» **Direction A**
The page extract about the imprisoned suffragettes says that three things were being refused by 1913 in an attempt to decrease time in prison. List them.

Grace Before Meat leaflet. Parliamentary Archives, HC/SA/SJ/10/12/46
Grace Before Meat leaflet. Parliamentary Archives, HC/SA/SJ/10/12/46

Prison also had deep psychological impacts on prisoners. Often they were isolated from other inmates. Sylvia had a regular routine to try to contact any other Suffragettes when she arrived in her cell:

‘As soon as she [the wardress] had gone, I dragged the chair to the window, stood on the seat, and called out loudly: “Are there any Suffragettes here?” All was quiet. I knocked the walls on either side of my cell, for it is thus we prisoners signal; but there came no answering knock.’  89, McClure’s Magazine, Vol. XLI, Issue no. 4, Aug. 1913 (pp.87-93)

Such conditions often led to deep mental distress, and in the case of Emily Davison an attempt on her own life. Scared and alone facing horrific treatment it is no wonder she felt the only way out was through suicide. Sylvia herself suffered a breakdown:

‘I heard myself saving things which grew louder and louder until they filled the air with sound. I heard myself saying, over and over and over, that it was a scandal that four of us should be together serving five months in all for the breaking of one little window, and that the government had had their pound of flesh out of us, and far, far more.’ 92, McClure’s Magazine, Vol. XLI, Issue no. 4, Aug. 1913 (pp.87-93)

By 1913 she started refusing water and sleep, as well as food, in an attempt to decrease her time in prison. However the government, tired of the public’s condemnation of force feeding, passed the Prisoners (Temporary Discharge for Ill-Health) Act. This gave the government the power to release hunger-strikers who had become dangerously ill and send them home to recover. Once they had built up their strength they were taken away and locked up again. This often meant that sentences were extended, and activists would go on hunger strike every few weeks. This became known as the “Cat and Mouse Act” because the Police (the ‘cats’) were seen to “pounce” on the newly recovered suffragettes (the ‘mice’) the moment they stepped outside their homes.

Prisoners (Temporary Discharge for Ill-Health) Act 1913. Parliamentary Archives, HL/PO/PU/1/1913/3&4G5c4
Prisoners (Temporary Discharge for Ill-Health) Act 1913. Parliamentary Archives, HL/PO/PU/1/1913/3&4G5c4

It was during this period of arrest, hunger-strike, and release followed once more by arrest, that Sylvia Pankhurst proved her utter determination to let nothing stop her campaign to secure votes for women.

» **Direction B**
Render everything in the records, from the line that contains "I'd really appreciate it if you could find the white" through the end of the records, as a JSON list of strings with one string per line, leaving out blank lines.

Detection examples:
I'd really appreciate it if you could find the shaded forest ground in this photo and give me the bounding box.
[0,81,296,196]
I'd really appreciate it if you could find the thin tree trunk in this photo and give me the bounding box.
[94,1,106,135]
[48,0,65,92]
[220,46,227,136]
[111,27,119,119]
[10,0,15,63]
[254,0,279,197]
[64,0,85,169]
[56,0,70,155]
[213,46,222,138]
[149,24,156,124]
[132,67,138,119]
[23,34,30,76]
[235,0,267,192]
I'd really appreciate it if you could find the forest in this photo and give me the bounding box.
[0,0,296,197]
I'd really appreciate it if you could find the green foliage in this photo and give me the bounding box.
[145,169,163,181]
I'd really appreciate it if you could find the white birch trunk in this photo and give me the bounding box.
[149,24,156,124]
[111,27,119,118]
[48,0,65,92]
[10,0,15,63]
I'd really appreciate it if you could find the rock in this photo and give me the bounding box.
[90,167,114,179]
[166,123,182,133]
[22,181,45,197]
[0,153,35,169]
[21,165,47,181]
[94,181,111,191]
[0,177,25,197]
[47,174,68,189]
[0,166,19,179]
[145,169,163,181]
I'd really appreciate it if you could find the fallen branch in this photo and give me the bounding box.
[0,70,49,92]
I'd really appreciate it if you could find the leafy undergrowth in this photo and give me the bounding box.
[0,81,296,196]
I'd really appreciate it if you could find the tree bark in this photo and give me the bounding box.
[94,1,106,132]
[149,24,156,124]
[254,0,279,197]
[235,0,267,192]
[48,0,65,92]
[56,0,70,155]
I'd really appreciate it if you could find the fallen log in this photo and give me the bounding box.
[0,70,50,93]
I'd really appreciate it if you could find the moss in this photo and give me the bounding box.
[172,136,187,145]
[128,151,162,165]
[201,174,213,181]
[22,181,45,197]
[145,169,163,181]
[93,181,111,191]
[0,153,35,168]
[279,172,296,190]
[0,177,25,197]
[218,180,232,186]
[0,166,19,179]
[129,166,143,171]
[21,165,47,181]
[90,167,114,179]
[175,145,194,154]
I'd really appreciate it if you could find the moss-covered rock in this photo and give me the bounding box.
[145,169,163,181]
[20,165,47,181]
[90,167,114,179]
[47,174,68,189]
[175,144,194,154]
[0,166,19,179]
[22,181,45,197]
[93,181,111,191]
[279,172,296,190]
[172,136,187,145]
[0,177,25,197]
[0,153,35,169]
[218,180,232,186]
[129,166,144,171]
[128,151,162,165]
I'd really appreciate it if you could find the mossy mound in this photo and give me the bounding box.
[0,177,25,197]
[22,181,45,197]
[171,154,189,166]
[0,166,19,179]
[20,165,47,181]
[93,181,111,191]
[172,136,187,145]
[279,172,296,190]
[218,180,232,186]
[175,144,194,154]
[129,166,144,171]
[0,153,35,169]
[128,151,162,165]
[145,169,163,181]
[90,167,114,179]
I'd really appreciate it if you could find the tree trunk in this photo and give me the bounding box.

» **Written solution A**
- Water
- Sleep
- Food

» **Written solution B**
[
  "I'd really appreciate it if you could find the white birch trunk in this photo and give me the bounding box.",
  "[149,24,156,124]",
  "[111,27,119,118]",
  "[48,0,65,92]",
  "[10,0,15,63]",
  "I'd really appreciate it if you could find the rock in this photo and give me the bounding box.",
  "[90,167,114,179]",
  "[166,123,182,133]",
  "[22,181,45,197]",
  "[0,153,35,169]",
  "[21,165,47,181]",
  "[94,181,111,191]",
  "[0,177,25,197]",
  "[47,174,68,189]",
  "[0,166,19,179]",
  "[145,169,163,181]",
  "I'd really appreciate it if you could find the fallen branch in this photo and give me the bounding box.",
  "[0,70,49,92]",
  "I'd really appreciate it if you could find the leafy undergrowth in this photo and give me the bounding box.",
  "[0,81,296,196]",
  "I'd really appreciate it if you could find the tree bark in this photo and give me the bounding box.",
  "[94,1,106,132]",
  "[149,24,156,124]",
  "[254,0,279,197]",
  "[235,0,267,192]",
  "[48,0,65,92]",
  "[56,0,70,155]",
  "I'd really appreciate it if you could find the fallen log in this photo and give me the bounding box.",
  "[0,70,50,93]",
  "I'd really appreciate it if you could find the moss in this photo and give me the bounding box.",
  "[172,136,187,145]",
  "[128,151,162,165]",
  "[201,174,213,181]",
  "[22,181,45,197]",
  "[145,169,163,181]",
  "[93,181,111,191]",
  "[0,153,35,168]",
  "[279,172,296,190]",
  "[0,177,25,197]",
  "[218,180,232,186]",
  "[0,166,19,179]",
  "[129,166,143,171]",
  "[21,165,47,181]",
  "[90,167,114,179]",
  "[175,145,194,154]",
  "I'd really appreciate it if you could find the moss-covered rock in this photo and give me the bounding box.",
  "[145,169,163,181]",
  "[20,165,47,181]",
  "[90,167,114,179]",
  "[47,174,68,189]",
  "[175,144,194,154]",
  "[0,166,19,179]",
  "[22,181,45,197]",
  "[93,181,111,191]",
  "[279,172,296,190]",
  "[172,136,187,145]",
  "[0,177,25,197]",
  "[0,153,35,169]",
  "[218,180,232,186]",
  "[129,166,144,171]",
  "[128,151,162,165]",
  "I'd really appreciate it if you could find the mossy mound in this photo and give me the bounding box.",
  "[0,177,25,197]",
  "[22,181,45,197]",
  "[171,154,189,166]",
  "[0,166,19,179]",
  "[20,165,47,181]",
  "[93,181,111,191]",
  "[172,136,187,145]",
  "[279,172,296,190]",
  "[218,180,232,186]",
  "[175,144,194,154]",
  "[129,166,144,171]",
  "[0,153,35,169]",
  "[128,151,162,165]",
  "[145,169,163,181]",
  "[90,167,114,179]",
  "I'd really appreciate it if you could find the tree trunk in this photo and give me the bounding box."
]